Review: Vikramaditya Motwane’s Lootera

“Once upon a time.” Those are four magic words, four words that promise us the world, adventure and romance and fantasy and drama. The starter’s pistol to any fairytale, they offer up immediate escape: “a time” is never now, you see, and we’re instantly whisked away from the humdrum of our everyday. Our imagination, like a suddenly alert hound, perks up its ears and begins to underscore even ordinary narratives with flourishes the narrator never spells out. With those four words in place, anything can follow.

Vikramaditya Motwane understands this well, which is why his masterful adaptation of a classic O Henry story, nearly a hundred years old, begins with a father caressing a daughter with far older folklore. As the ailing daughter listens, the story snaps a character’s neck, and the bassline in her head begins to thrum. Lootera makes it crystal clear right from the start that it is an old-world tale — one involving buried treasure, no less, and rhymes about lizards and rats — and then, with its sleeves rolled up, begins to enchant.

The film opens gently, with a cough. The girl is a writer, the daughter of a Bengali zamindar — naturally she’d have studied at Shantiniketan? That’s what the boy rightly assumes, popping into her path as an archaeologist, but now shoehorned into her service as an art teacher. He pretends, she indulges, and one thing leads inevitably to another until we come thudding across to that heartbreaking finale we inaccurately thought we’d braced ourselves for.

An exquisite but hard-to-translate word in Bangla called “aadikheta” means, in my clumsy approximation, an appetite for being pampered (worded as if pampering were a sweetmeat), and I can think of no better word for Motwane’s heroine, Pakhi. A feisty girl who has largely been bred on affection by her doting father, her intelligence doesn’t get in the way of her wondering, during the abolition of zamindari in the early 50s, just what the government will do by seizing their gardens. So used is she to having her way that when a man thwarts her overtures, the feeling of rejection is too unfamiliar to register. Instead she is merely confounded.

Her fellow, Varun, is a more street-smart sort, one who might not watch a film as soon as it releases but knows enough to cheekily make a reference to it later. When we first meet him, he’s calm, unhurried and mostly unflappable — playing an art-teacher might be a stretch for him, however. Nevertheless, he gamely calls drawing leaves easy, and confidently daubs at the canvas with green paint. The contrast between the two characters is delightful, and the actors conjure up a fierce, throbbing chemistry.

- _Problem set_:
A - Condense the paragraph of the Lootera review that begins "Her fellow, Varun" into a shorter version that keeps its main facts.
B - Go on with the Lootera review, writing the paragraphs that would follow its final sentence.

- _Extracted information_:
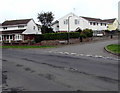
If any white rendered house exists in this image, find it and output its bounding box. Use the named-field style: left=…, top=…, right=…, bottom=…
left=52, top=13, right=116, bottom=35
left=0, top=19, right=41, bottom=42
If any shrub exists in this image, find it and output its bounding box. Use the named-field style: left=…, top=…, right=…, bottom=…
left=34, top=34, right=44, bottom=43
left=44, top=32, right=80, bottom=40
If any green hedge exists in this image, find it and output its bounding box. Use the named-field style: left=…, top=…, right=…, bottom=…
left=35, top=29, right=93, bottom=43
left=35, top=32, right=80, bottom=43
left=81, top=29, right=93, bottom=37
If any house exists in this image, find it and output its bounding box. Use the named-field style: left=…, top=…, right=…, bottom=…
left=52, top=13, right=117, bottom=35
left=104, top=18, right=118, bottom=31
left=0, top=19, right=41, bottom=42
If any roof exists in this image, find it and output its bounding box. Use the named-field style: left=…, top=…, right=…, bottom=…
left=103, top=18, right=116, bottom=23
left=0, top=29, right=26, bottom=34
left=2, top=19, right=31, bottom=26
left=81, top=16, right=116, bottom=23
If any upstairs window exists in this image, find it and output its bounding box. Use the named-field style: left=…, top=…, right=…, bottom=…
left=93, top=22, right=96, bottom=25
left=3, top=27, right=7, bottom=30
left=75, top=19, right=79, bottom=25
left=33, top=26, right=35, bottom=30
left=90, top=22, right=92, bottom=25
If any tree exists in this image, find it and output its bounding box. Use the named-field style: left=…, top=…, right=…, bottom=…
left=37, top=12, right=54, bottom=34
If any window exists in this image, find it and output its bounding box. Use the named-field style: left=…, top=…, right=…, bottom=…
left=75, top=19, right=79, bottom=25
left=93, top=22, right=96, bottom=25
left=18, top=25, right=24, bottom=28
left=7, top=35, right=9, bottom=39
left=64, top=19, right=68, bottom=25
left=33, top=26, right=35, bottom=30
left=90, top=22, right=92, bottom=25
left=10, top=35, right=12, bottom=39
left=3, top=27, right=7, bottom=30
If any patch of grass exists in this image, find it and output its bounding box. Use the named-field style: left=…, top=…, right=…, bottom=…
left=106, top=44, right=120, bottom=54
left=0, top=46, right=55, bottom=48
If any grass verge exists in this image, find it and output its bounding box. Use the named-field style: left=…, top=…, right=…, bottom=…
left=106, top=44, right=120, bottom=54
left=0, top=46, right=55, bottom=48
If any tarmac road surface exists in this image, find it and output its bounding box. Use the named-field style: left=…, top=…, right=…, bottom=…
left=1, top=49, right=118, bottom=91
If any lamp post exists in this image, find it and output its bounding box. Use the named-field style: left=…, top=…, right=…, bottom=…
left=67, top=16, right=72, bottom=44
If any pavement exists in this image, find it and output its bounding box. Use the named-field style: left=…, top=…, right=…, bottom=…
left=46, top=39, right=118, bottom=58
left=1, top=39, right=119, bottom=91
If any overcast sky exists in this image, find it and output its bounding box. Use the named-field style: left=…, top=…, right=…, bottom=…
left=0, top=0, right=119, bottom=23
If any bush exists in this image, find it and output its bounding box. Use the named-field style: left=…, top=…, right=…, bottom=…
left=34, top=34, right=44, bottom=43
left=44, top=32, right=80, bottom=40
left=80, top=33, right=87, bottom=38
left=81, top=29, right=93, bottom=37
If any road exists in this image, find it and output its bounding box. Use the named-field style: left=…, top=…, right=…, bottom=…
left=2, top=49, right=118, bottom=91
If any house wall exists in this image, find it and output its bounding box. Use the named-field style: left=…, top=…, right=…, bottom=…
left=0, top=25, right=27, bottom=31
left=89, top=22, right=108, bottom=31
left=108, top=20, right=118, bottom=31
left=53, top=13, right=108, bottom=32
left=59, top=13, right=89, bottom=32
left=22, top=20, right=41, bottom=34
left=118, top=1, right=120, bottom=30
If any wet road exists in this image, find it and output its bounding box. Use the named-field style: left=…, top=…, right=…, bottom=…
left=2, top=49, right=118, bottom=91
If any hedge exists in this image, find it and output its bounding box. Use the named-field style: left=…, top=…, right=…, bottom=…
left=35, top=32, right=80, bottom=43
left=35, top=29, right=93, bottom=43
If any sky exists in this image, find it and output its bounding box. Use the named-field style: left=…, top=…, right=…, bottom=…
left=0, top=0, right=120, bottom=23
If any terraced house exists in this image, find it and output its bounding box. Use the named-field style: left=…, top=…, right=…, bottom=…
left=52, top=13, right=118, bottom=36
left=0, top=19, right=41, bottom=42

- _Answers in order_:
A - Varun, Pakhi's counterpart, is street-smart: he may not see a film on release but can cheekily cite it later. At first he is calm, unhurried and mostly unflappable, though playing an art teacher stretches him. Still, he gamely calls drawing leaves easy and confidently daubs green paint on the canvas. The contrast between the two characters is delightful, and the actors create a fierce, throbbing chemistry.

B -
Sonakshi Sinha plays Pakhi beautifully, creating a character who is immaculately wide-eyed and possesses casual, yet unmistakable, grace. It is a performance that starts off dreamily soft and turns harder, and she does well-etched dialogue justice like few actresses can. There’s a discernible vulnerability to Pakhi throughout the film, and Sinha brings out this fragility perfectly without ever overplaying it. Ranveer Singh matches her step for step, using his lower lip to marvelous effect. He curls it when angry, juts it out when thoughtful and lets it hang loose (and, finally, frostbitten) when he has nothing to say. And again, he plays it close to the chest, never straying from the pitch of the film: when he stammers on the word “landscape”, he lightly labours the L instead of actually repeating it. He looks good as a quiet pinup, a vintage hero in high-waisted trousers, but it is when he bedraggedly lets his seams show that Singh is at his best. He even snarls like Heathcliff.

And despite all this proficiency with dialogue — which extends to the other great performers in the film, the veteran Barun Chanda (who uses words like “umartaraaz” with near-Utpal Dutt gravitas) and the very likable Vikrant Massey, who throws in a Devsaab impression — the very best moments in Lootera are the entirely wordless ones.

This is largely due to the remarkable craft shown by cinematographer Mahendra J Shetty, who has composed a film where every frame melts into the other with a most lyrical ebb and flow. Lootera is a gorgeous, gorgeous film, one that uses its period setting affectionately, with loving detail, and not exploitatively, as our cinema is wont to do. Shetty pores over it all — from the lace curtains to the mosquito nets, from the checkerboard floors of the old mansion to the frozen-over remnants of a roadside shrine to a dashboard light surrounded by open-air darkness — but the way he frames his actors’ faces may be the greatest masterclass on offer.

Both Sinha and Singh have distinctive noses, and rather than divert attention away from them the film embraces the contrast, highlighting it by a profile shot of the two in the same frame. Before we encounter Sonakshi’s nose we see that of a Durga effigy, and the uniqueness of the actress’ nose is thrown automatically into sharp relief. Later, when Sinha’s angry, the lens is positioned to make her nose look like a menhir; it’s always intentional, and it’s always captivating. Singh’s is a more angular nose, one that looks pointy as sweat drips off it during a dimly lit-scene, and the first time the two kiss, it is preceded by an eskimo-style rubbing of the noses. Many cinematographers can conjure up moody shadows and beautiful frames, but what is on show here — as Sinha looks through a big magnifying glass to make her eyes appear huge, as the Bengali-girl stereotype dictates — is so much more special, and Shetty is clearly a wizard.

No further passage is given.